Image point grounding data:
--- START ---
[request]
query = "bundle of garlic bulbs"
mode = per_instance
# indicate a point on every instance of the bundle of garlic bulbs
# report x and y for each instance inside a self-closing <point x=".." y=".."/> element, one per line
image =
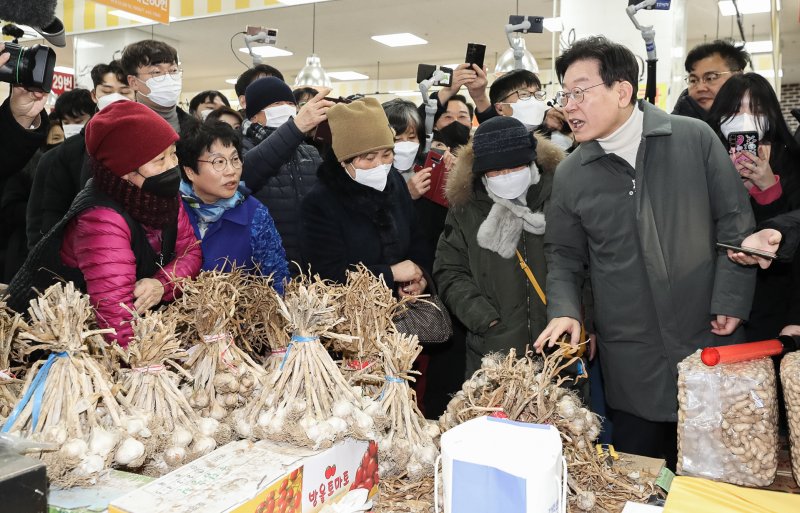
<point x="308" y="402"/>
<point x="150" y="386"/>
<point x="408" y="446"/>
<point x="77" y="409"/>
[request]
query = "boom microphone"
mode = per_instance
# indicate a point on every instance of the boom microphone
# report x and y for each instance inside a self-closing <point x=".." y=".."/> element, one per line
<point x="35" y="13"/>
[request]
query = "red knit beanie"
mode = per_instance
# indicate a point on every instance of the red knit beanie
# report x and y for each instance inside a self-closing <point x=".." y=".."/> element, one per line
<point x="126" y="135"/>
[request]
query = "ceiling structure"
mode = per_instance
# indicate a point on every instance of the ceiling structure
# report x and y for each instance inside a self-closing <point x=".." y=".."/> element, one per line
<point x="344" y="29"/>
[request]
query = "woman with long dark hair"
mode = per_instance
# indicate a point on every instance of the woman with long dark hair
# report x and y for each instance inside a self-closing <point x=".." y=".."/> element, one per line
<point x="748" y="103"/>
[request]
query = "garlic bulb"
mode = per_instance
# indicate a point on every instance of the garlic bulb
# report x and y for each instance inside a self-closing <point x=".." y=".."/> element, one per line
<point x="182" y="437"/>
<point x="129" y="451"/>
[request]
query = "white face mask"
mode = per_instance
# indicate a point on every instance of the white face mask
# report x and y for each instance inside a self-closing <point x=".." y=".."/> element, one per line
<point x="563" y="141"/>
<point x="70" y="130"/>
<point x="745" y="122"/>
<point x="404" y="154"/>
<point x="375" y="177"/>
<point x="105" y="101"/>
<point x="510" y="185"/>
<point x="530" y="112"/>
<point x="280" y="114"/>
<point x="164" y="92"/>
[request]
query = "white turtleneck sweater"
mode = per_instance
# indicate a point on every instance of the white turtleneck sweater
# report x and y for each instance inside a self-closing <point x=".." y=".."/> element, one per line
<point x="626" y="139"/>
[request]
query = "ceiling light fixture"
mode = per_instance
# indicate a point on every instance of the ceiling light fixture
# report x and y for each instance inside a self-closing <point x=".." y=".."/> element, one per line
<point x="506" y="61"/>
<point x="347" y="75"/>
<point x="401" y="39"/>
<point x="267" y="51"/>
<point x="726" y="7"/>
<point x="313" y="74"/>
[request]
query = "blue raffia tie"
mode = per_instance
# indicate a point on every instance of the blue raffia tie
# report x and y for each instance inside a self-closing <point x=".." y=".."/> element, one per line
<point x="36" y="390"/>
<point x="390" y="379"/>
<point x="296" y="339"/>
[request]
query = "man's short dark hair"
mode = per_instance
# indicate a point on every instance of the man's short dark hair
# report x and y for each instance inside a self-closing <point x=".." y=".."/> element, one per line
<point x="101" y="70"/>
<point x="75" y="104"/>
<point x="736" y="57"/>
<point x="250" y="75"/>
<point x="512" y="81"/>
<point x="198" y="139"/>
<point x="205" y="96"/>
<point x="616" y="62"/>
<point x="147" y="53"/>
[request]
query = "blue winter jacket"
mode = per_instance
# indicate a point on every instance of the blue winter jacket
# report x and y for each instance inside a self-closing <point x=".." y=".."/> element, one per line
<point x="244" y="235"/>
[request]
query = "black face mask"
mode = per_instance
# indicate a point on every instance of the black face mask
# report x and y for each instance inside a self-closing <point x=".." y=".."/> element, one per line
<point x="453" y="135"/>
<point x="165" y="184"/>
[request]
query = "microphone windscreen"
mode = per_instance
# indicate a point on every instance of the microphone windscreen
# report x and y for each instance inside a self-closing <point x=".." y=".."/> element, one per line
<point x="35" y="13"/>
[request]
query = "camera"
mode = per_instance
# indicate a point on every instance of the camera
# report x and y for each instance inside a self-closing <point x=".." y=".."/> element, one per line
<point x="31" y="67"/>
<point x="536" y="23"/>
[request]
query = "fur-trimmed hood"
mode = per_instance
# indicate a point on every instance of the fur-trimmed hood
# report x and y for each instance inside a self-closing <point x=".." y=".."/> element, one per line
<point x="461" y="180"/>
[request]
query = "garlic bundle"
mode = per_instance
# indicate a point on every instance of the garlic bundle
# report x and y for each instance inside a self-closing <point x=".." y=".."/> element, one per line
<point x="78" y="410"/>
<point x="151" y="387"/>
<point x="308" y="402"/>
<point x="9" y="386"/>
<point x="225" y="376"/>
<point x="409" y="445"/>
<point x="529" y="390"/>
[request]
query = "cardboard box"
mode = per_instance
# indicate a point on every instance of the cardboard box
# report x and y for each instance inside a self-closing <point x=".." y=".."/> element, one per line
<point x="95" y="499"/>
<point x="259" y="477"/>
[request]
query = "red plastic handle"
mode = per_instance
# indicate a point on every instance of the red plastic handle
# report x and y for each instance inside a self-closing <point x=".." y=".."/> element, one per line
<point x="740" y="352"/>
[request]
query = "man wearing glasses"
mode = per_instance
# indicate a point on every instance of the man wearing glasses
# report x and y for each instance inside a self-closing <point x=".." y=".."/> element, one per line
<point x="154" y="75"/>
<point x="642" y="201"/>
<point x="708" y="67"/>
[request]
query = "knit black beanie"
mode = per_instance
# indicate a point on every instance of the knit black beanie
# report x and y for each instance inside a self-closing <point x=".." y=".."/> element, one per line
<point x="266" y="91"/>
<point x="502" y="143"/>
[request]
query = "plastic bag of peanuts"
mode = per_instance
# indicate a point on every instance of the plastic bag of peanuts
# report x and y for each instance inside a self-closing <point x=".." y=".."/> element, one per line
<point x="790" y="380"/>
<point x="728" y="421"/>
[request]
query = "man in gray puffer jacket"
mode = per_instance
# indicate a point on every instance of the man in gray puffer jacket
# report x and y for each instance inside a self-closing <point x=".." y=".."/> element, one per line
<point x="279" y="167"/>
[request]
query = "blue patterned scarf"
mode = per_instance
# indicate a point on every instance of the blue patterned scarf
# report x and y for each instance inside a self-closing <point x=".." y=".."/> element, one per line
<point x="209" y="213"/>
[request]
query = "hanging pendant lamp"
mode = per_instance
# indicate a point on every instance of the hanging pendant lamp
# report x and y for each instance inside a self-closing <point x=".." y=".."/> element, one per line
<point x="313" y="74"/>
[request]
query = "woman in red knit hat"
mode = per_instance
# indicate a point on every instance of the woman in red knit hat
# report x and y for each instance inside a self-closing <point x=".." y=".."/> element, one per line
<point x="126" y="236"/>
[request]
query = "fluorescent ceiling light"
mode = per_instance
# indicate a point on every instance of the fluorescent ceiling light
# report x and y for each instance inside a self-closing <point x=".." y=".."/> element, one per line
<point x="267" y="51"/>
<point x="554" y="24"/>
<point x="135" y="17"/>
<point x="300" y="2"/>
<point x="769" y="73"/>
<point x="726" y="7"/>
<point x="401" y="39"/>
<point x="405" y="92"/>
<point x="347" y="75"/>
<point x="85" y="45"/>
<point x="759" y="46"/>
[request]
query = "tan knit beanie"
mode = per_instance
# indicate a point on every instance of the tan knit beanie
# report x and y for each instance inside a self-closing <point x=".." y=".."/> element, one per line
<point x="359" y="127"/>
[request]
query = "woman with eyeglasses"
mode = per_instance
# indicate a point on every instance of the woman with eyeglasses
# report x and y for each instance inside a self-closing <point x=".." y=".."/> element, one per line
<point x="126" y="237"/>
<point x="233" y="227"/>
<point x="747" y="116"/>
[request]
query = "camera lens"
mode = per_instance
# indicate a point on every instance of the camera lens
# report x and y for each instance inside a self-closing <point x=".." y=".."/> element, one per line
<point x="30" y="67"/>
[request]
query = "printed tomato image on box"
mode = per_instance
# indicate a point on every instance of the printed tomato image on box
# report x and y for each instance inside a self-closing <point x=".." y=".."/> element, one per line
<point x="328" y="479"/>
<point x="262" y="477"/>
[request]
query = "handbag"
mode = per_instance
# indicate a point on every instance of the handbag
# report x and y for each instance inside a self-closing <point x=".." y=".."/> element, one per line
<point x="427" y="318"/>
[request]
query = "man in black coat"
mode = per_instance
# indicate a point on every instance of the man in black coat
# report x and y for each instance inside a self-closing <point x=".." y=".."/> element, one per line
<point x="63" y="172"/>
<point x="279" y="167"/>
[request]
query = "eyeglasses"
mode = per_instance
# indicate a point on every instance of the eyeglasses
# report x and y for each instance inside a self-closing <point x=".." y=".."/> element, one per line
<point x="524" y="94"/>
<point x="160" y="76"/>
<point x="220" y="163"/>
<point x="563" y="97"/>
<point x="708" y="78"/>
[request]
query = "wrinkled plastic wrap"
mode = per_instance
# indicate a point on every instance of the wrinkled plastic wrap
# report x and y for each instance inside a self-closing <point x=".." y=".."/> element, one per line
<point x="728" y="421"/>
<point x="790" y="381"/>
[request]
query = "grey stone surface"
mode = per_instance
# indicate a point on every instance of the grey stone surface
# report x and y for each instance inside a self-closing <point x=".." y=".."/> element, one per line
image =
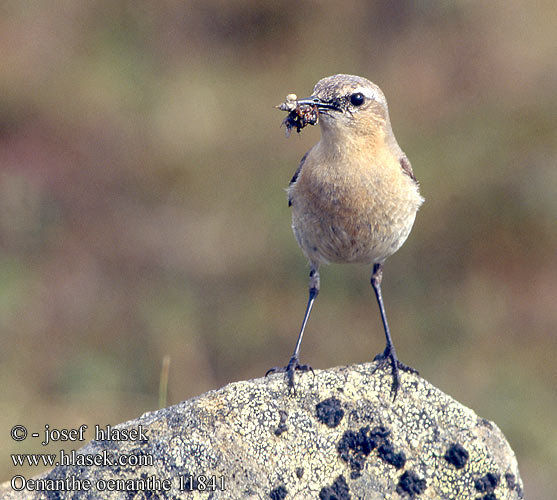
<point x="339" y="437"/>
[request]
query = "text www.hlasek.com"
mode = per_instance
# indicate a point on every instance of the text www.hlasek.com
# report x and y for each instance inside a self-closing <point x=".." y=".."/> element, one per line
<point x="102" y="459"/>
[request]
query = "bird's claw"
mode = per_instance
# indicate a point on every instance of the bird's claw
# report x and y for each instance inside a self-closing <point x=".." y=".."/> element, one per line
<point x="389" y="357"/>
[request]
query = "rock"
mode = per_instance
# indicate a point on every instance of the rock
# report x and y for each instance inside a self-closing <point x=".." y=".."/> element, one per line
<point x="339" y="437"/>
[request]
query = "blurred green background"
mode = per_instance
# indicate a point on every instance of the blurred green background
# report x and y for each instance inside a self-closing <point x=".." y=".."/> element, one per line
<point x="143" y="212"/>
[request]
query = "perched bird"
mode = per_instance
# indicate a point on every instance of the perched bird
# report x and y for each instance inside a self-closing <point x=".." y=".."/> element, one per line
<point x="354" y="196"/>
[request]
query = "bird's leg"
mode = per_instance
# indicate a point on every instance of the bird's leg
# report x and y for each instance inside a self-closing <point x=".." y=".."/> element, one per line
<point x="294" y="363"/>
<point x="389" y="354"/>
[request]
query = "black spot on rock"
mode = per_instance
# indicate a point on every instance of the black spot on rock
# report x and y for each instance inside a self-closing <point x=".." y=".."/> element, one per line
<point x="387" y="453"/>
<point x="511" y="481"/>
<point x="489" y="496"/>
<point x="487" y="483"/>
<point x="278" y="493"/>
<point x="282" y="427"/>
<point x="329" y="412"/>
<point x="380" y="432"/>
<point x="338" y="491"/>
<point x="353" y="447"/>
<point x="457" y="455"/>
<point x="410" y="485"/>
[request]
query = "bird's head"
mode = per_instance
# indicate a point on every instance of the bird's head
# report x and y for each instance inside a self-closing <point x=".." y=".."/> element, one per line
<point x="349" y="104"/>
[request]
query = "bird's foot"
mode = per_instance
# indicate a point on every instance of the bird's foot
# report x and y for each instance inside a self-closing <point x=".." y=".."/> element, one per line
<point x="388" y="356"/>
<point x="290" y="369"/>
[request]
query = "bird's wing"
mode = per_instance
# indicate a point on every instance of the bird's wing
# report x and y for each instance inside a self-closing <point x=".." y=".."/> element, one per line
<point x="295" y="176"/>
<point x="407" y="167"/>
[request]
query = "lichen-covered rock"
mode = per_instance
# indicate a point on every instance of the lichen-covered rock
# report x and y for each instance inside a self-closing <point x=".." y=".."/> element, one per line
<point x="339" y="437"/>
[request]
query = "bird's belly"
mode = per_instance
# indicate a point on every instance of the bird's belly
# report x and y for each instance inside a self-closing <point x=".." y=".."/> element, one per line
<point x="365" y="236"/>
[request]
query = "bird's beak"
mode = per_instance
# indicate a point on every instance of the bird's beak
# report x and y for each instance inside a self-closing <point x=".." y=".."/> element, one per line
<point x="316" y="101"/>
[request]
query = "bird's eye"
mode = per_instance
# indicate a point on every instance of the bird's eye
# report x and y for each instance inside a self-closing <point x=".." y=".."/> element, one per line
--- END ---
Every line above that holds the word "coat" needs to be copied.

query = "man in black coat"
# indicate a point on every instance of the man in black coat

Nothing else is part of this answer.